Friday, April 4th, 2008

I’ve got to admit it’s getting better
A little better all the time
(it can’t get more worse)
-
Lennon/McCartney, “Getting Better”

You could say I’ve lost my faith in science and progress…
- Sting, “If I Ever Lose My Faith”

Most people in the Western world probably know who Charles Darwin is, and understand that that he had something to do with formulating the theory of evolution. If they haven’t learned about him in school, they’ve seen his name inside the little walking fish emblems on many cars. It seems lately that he has become something of a poster child for evolution, scorned by some and sainted (in a matter of speaking) by others.  If he were still alive, he’d probably be wishing people would stop talking about him and leave him in peace.

A few days ago I wrote about the arrogance that is attached to modernism, still the pervasive worldview in the West. Modernism, I think, is essential to our current understanding of science, or at the very least is so intertwined that it’s hard to tell them apart. As I wrote, I think this is true of much Evangelical theology as well, where elements of the scientific approach to knowledge has permeated our thinking. Modernism, growing out of the Enlightenment and the rediscovery and molding of Greek philosophy, focused knowledge on the part rather than the whole, on the individual rather than the community. As a result, you could say that Modernism often fails to see the forest for the trees. Modernism also brought us the myth of objectivity, and the fundamental belief in progress.

In NT Wright’s Surprised by Hope, he discusses the myth of progress and it’s impact on the church as well as on society. He had this to say about Darwin, and the rise of Darwinian thought:

… Darwin was himself not so much the great new thinker, coming from nowhere to his radical new idea, but rather the exact product of his times, one particular high-water mark in the onward rush of liberal modernist optimism, himself the product of a particular evolution of Western thought. The eagerness with which his ideas were embraced and reapplied not only in the narrow biological sphere in which they belonged but also in far wider areas such as society and politics indicates well enough the mood of his times.  …  Evolution, in this more general sense of progress, was already widely believed; it was a deeply convenient philosophy for those who wanted to justify their own massive industrial and imperial expansion; Darwin geve it some apparent scientific legitimacy, which was quickly acted upon and which, within half a century, had been used to justify everything from eugenics to war.
========================================
__Assignment A__:
Condense the paragraph of the post beginning "A few days ago I wrote" into a short bulleted list that keeps its main facts.
__Assignment B__:
Reproduce the stretch of the post from "A few days ago" through "belief in progress." word for word.

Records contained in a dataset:
========================================
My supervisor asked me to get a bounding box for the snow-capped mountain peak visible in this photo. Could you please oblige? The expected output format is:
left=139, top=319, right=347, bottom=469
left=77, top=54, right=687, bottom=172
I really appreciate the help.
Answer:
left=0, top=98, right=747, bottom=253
========================================
__Expected answer A__:
- The writer had recently written about the arrogance attached to modernism, which is still the pervasive worldview in the West.
- Modernism is essential to current understanding of science, or at least so intertwined with it that the two are hard to tell apart.
- The same is true of much Evangelical theology, which the scientific approach to knowledge has permeated.
- Modernism grew out of the Enlightenment and the rediscovery and molding of Greek philosophy. It focused knowledge on the part rather than the whole, and on the individual rather than the community, so it often fails to see the forest for the trees.
- Modernism also brought the myth of objectivity and the fundamental belief in progress.

__Expected answer B__:
A few days ago I wrote about the arrogance that is attached to modernism, still the pervasive worldview in the West. Modernism, I think, is essential to our current understanding of science, or at the very least is so intertwined that it’s hard to tell them apart. As I wrote, I think this is true of much Evangelical theology as well, where elements of the scientific approach to knowledge has permeated our thinking. Modernism, growing out of the Enlightenment and the rediscovery and molding of Greek philosophy, focused knowledge on the part rather than the whole, on the individual rather than the community. As a result, you could say that Modernism often fails to see the forest for the trees. Modernism also brought us the myth of objectivity, and the fundamental belief in progress.